- Exercise:
Rewrite the following lines, substituting "sand dune" for every occurrence of "sandy dune" and leaving everything else untouched.

Labeled-object pointing lines:
====

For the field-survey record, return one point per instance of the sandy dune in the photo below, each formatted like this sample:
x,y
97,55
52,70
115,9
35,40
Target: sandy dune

====

- Solution to this exercise:
For the field-survey record, return one point per instance of the sand dune in the photo below, each formatted like this sample:
x,y
97,55
52,70
115,9
35,40
Target: sand dune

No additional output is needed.